Text block:
■ ■ ■ ■ ■

I had found my way to Florie by darting through the domaines in a vintage 2CV (another Francophile dream come true) organised for me by my hosts at Château St Pierre de Serjac. ‘You can drive it across a ploughed field with a basket of eggs and not break a single one’, advised the hotel’s owner, Karl O’Hanlon, as we stared out over endless rows of gnarled vines stitched into the hillside. A Dubliner by birth, Karl has lived in the Languedoc with his wife, Anita, since 2006 and is the son of the wine critic Redmond O’Hanlon, an early champion of the region’s new-breed grenache blends, carignan and sparkling Limoux.

It seemed fortune favoured the Languedoc when it was first to recover from a severe blight that laid waste to the mid-19th-century wine industry. Kitted out with the new tools of the Industrial Revolution, and facing few competitors, the region boomed to become Europe’s major supplier. But that ubiquity would also be its downfall: the Languedoc became famous for quantity, rather than the quality associated with the neighbouring Rhône valley. The joke persisted for decades, and by the end of the 20th century most of the Belle Époque châteaux – St Pierre de Serjac included – were crumbling relics. It took the next generation of winemakers, inheritors of fertile soil and fuelled by rivalry and pride, to repair that damaged reputation. And the keen nose of an Irish wine critic.

■ ■ ■ ■ ■

Supplied entries:
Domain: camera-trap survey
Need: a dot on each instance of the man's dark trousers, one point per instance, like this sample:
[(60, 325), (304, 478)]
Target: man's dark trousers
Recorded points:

■ ■ ■ ■ ■

Task:
Reproduce everything in the Languedoc wine text from "It seemed fortune" down to "Irish wine critic.". Work only from the text given above.

Solution:
It seemed fortune favoured the Languedoc when it was first to recover from a severe blight that laid waste to the mid-19th-century wine industry. Kitted out with the new tools of the Industrial Revolution, and facing few competitors, the region boomed to become Europe’s major supplier. But that ubiquity would also be its downfall: the Languedoc became famous for quantity, rather than the quality associated with the neighbouring Rhône valley. The joke persisted for decades, and by the end of the 20th century most of the Belle Époque châteaux – St Pierre de Serjac included – were crumbling relics. It took the next generation of winemakers, inheritors of fertile soil and fuelled by rivalry and pride, to repair that damaged reputation. And the keen nose of an Irish wine critic.